══ ENTRIES SHOWN

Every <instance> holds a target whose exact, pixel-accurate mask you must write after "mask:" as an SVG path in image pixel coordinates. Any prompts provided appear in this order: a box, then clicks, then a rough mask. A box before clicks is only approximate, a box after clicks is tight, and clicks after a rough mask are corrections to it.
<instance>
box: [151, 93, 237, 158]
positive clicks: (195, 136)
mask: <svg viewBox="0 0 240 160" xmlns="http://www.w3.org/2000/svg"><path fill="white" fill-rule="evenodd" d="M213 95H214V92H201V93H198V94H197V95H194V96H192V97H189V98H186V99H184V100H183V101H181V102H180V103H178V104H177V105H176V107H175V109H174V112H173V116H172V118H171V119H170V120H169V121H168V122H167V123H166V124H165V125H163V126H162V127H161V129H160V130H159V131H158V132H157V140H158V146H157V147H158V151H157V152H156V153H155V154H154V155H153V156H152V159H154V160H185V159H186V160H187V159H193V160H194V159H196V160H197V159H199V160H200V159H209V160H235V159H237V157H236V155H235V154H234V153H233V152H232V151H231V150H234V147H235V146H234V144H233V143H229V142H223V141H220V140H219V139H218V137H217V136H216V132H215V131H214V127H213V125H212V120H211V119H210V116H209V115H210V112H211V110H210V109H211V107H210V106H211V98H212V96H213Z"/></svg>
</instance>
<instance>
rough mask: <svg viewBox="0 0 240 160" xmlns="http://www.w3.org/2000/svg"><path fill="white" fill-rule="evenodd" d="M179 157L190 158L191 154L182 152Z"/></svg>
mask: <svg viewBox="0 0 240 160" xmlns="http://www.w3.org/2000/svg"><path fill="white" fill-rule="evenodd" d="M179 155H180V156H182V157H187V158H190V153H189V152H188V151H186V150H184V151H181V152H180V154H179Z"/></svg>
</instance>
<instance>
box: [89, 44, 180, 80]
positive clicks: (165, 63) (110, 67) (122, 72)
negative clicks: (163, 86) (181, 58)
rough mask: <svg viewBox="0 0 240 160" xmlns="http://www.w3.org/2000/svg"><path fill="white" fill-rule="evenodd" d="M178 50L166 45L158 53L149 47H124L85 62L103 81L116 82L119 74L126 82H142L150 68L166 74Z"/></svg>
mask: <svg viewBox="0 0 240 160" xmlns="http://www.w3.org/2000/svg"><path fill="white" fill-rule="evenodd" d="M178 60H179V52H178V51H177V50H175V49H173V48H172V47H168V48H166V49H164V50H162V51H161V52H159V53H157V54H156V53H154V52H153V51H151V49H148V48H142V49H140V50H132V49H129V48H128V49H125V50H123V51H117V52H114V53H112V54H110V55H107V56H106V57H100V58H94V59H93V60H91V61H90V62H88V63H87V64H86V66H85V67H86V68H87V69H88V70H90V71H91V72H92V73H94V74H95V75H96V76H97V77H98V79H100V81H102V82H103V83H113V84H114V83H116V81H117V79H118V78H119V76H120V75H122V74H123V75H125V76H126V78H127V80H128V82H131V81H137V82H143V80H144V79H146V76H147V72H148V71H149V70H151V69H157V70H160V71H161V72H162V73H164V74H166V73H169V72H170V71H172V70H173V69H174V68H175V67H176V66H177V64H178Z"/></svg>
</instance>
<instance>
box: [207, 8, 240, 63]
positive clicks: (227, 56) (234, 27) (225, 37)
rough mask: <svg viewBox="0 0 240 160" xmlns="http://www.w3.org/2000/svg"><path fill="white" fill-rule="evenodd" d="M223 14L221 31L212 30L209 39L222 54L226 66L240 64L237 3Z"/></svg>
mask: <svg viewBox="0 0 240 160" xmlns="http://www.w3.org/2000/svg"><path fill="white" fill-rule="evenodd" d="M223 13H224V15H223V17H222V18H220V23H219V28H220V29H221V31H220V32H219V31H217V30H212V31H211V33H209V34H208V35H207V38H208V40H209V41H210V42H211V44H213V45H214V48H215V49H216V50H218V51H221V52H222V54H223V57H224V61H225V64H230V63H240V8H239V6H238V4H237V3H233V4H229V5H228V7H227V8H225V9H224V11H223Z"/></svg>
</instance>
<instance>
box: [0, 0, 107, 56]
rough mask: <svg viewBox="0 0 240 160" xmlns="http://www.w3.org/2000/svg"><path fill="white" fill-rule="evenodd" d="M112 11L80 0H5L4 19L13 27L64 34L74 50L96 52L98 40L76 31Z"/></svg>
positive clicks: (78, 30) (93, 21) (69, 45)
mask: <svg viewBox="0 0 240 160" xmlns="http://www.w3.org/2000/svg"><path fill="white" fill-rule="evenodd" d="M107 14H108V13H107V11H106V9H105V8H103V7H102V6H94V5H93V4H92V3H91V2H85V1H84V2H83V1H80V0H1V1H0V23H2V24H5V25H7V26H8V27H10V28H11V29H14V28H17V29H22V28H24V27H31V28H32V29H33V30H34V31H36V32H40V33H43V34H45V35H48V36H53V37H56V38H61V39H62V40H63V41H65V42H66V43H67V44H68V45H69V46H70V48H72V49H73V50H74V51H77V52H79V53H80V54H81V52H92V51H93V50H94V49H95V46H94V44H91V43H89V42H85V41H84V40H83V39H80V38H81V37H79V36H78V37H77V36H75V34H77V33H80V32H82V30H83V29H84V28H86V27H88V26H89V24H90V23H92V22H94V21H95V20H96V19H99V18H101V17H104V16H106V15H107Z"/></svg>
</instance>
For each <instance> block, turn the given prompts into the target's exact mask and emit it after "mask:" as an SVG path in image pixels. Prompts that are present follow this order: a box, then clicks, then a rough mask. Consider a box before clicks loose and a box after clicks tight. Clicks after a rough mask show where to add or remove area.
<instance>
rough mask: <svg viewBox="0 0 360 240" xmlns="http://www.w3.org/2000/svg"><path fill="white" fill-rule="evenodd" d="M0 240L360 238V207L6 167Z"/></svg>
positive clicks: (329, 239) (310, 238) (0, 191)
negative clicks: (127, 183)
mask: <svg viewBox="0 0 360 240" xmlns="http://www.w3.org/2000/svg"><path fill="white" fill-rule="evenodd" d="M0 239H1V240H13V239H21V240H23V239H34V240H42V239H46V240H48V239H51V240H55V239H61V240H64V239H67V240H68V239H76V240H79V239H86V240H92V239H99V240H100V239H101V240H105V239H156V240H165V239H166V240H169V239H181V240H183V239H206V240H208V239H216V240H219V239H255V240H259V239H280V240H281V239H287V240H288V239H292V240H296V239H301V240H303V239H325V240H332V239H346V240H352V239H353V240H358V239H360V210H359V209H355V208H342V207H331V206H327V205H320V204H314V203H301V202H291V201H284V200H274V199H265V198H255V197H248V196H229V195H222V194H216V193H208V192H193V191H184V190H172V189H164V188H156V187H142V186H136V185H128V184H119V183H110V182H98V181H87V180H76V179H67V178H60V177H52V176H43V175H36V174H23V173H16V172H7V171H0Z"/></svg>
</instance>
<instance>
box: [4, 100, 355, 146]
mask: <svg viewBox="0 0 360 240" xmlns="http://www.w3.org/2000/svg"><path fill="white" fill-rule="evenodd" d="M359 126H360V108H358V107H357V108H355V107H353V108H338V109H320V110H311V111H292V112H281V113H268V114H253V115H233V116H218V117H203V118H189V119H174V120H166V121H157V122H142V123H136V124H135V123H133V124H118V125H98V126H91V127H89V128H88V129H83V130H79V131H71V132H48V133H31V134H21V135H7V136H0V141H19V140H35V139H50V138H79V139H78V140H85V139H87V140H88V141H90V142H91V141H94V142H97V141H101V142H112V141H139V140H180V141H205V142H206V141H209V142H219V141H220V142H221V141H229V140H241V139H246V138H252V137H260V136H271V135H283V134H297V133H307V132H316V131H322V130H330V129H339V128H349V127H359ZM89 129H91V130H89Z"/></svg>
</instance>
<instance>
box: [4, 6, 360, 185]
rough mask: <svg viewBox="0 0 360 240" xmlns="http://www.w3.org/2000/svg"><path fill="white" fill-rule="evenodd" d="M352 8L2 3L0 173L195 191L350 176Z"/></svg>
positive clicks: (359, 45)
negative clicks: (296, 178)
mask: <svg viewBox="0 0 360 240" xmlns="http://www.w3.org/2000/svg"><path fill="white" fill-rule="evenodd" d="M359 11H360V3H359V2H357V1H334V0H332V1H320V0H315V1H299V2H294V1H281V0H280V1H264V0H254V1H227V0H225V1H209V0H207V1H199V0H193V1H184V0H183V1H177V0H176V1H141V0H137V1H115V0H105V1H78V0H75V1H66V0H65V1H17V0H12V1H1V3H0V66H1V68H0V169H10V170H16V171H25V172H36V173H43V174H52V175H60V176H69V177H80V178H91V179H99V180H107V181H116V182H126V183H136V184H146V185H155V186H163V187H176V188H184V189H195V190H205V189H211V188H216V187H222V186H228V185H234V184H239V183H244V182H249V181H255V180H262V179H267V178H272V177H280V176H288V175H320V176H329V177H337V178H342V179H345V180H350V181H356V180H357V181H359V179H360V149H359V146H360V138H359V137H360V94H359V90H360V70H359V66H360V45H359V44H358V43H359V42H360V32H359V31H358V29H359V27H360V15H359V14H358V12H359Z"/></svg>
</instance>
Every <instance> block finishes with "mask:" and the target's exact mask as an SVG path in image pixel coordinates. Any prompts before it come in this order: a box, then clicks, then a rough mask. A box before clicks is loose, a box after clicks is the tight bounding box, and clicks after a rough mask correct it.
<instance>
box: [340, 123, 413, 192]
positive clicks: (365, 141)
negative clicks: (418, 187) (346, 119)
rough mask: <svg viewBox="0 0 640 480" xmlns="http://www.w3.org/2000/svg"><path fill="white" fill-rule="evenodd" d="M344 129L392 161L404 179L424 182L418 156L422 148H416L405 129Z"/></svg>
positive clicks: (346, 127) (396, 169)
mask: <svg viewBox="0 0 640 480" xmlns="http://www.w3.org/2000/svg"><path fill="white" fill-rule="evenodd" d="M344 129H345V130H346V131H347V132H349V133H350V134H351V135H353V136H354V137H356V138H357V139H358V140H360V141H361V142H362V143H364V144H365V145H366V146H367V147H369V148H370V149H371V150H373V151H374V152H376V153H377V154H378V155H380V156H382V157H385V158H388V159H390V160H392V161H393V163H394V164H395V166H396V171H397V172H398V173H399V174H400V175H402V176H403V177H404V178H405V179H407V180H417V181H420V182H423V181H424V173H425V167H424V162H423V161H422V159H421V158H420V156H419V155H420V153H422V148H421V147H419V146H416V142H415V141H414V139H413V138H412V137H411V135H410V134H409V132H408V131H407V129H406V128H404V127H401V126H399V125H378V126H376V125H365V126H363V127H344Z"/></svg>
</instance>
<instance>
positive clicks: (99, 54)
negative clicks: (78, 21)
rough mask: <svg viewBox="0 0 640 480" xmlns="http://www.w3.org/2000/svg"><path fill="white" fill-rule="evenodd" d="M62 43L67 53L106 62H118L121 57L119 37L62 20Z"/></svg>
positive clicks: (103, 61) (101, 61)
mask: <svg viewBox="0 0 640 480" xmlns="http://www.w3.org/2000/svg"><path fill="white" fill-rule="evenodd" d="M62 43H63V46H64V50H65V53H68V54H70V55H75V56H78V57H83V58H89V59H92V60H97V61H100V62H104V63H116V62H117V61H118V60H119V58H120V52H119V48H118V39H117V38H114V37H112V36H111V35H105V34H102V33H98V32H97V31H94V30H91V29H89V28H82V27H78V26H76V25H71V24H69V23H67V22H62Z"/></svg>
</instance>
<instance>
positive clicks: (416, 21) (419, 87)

════

Start at the first line of the entries and stop at the line with "box: [151, 93, 237, 158]". Retype each of those lines exactly, both ends included.

→ **YOUR RESPONSE**
Every <instance> holds a target whose exact, pixel-accurate mask you must write after "mask:" as an SVG path in image pixel coordinates. Any prompts provided appear in this order: a box, then clicks, then a rough mask. A box before clicks is only approximate, a box after clicks is tight, and clicks after a rough mask are corrections to it.
<instance>
box: [151, 93, 237, 158]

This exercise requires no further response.